▶ Your task
Return each line from the rows below that contains the string "query", copied without changes.

--- START OF Records for processing ---

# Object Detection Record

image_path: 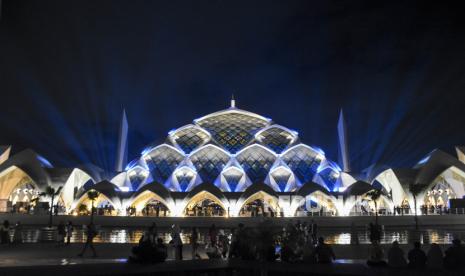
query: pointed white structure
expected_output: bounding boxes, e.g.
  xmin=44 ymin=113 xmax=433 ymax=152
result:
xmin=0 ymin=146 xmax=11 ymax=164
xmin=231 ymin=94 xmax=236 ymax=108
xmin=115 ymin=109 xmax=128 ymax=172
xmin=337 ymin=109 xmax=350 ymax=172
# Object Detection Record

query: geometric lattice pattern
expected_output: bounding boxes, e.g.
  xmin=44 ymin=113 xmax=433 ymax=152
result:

--- END OF Records for processing ---
--- START OF Records for processing ---

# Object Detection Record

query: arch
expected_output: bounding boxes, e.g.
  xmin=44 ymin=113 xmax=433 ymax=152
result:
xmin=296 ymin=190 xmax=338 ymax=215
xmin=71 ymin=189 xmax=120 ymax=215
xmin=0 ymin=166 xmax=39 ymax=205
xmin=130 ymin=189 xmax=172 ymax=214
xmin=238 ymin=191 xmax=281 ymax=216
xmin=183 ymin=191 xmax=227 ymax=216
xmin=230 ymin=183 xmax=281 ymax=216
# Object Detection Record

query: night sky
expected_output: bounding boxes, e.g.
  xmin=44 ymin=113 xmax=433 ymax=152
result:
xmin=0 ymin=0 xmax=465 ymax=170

--- END OF Records for processing ---
--- START OF Records for processing ---

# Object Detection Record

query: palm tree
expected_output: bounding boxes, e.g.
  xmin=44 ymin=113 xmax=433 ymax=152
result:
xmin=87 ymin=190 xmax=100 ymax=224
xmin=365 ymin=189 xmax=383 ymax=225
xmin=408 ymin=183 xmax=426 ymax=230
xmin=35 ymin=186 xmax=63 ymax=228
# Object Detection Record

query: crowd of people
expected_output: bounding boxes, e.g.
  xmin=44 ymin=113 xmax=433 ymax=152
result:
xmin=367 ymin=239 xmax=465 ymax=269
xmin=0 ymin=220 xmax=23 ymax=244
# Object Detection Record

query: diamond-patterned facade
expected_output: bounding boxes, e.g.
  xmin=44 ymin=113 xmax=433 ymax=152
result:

--- END OF Records for processing ---

▶ Task answer
query: pointed white structure
query: geometric lattice pattern
query: arch
query: night sky
query: palm tree
query: crowd of people
query: diamond-patterned facade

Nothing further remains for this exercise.